| Exercise |
Drop every picture, then transcribe the remaining data exactly.

| Dataset records about object locations |
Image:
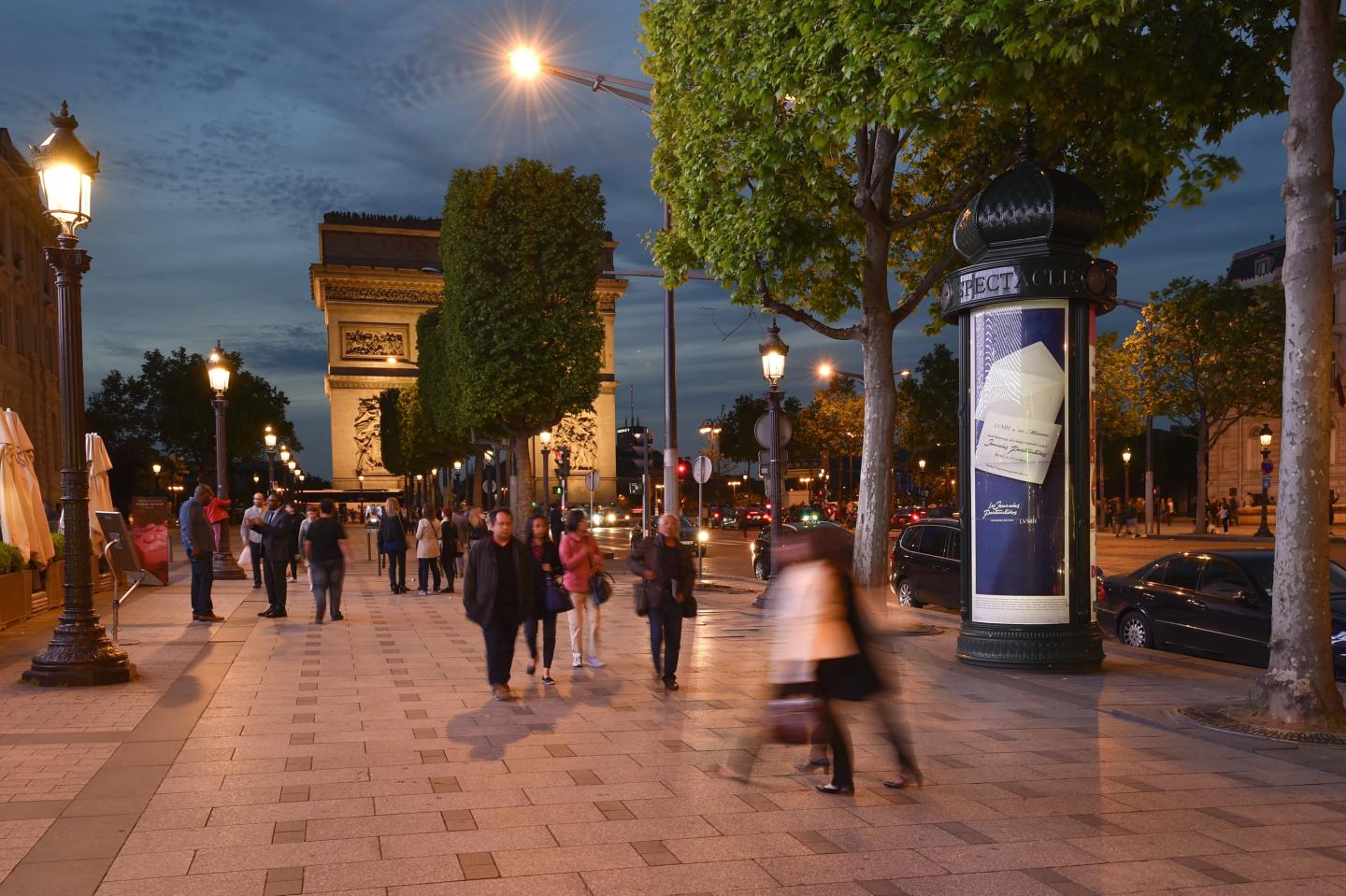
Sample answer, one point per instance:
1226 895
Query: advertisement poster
150 533
1019 485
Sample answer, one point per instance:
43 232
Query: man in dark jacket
498 595
276 540
667 572
199 541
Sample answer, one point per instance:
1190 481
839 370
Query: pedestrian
253 538
581 559
498 595
276 529
667 572
326 552
427 549
823 638
392 538
449 549
547 566
198 540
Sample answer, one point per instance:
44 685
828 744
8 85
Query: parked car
926 564
761 547
1211 603
687 534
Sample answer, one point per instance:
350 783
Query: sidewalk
366 758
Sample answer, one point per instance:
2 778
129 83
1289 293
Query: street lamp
1264 437
773 351
545 439
217 369
526 64
79 651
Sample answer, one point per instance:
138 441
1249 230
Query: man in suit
276 537
198 538
252 537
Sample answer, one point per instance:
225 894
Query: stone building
376 276
1236 456
28 360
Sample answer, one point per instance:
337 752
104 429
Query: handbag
556 599
600 587
795 718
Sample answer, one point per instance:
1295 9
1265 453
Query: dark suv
926 566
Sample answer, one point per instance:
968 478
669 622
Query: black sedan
761 548
1208 603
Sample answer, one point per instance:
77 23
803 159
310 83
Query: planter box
15 590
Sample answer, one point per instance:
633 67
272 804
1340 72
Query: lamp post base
1031 646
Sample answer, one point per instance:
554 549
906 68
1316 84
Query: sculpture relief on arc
1026 307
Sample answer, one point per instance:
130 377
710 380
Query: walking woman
427 549
392 535
547 566
581 560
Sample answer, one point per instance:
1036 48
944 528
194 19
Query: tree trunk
1299 687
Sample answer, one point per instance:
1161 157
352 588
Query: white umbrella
21 516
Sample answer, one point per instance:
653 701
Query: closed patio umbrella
21 517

| Full output |
Image:
Sample answer, one point per instance:
1226 895
Query: advertisement poster
150 533
1019 485
Sample answer, one point per instance:
43 232
Query: man in dark jacket
498 595
276 540
667 572
199 541
Sample answer, one point per instance:
1190 481
839 370
Query: pedestrian
253 538
581 559
498 595
276 529
667 572
326 552
427 549
823 638
392 538
449 549
547 566
198 540
Sample answer, one point per instance:
44 685
828 744
8 85
Query: parked car
926 564
761 547
1211 603
687 534
Sample answer, one point per instance:
350 783
Query: sidewalk
366 758
Sample answer, one point per instance:
2 778
129 83
1289 293
Query: street lamp
1264 437
773 351
545 439
217 369
526 64
79 651
Sample answer, one point per instance:
138 441
1249 230
Query: man in suit
276 537
198 538
252 537
Sample answer, one point per instance:
225 894
Query: stone building
376 276
1236 456
28 360
Sample answer, one point per instance:
337 752
104 429
Query: handbag
556 599
600 587
795 718
Sample answer, one point per instance:
1295 9
1265 453
Query: dark suv
926 566
Sample answer, one point per instance:
968 478
669 622
Query: black sedan
761 548
1208 603
Sample answer, one point per instance:
77 23
803 159
310 83
Query: planter box
15 590
Sample answer, one point per instance:
633 67
272 804
1340 72
Query: lamp post base
1031 646
Sample answer, one point per instance:
554 549
906 68
1316 84
Query: sculpture relief on arc
1026 307
Sample answer, one point per instance:
130 377
710 380
Query: walking woman
427 549
392 535
547 566
581 560
Sample answer, one point per instance:
1036 48
944 528
194 19
Query: tree trunk
1299 687
Sample answer, one point per instance:
1161 157
352 588
Query: white umbrella
21 516
Sample answer, one point per instance:
653 701
Query: closed patio umbrella
21 517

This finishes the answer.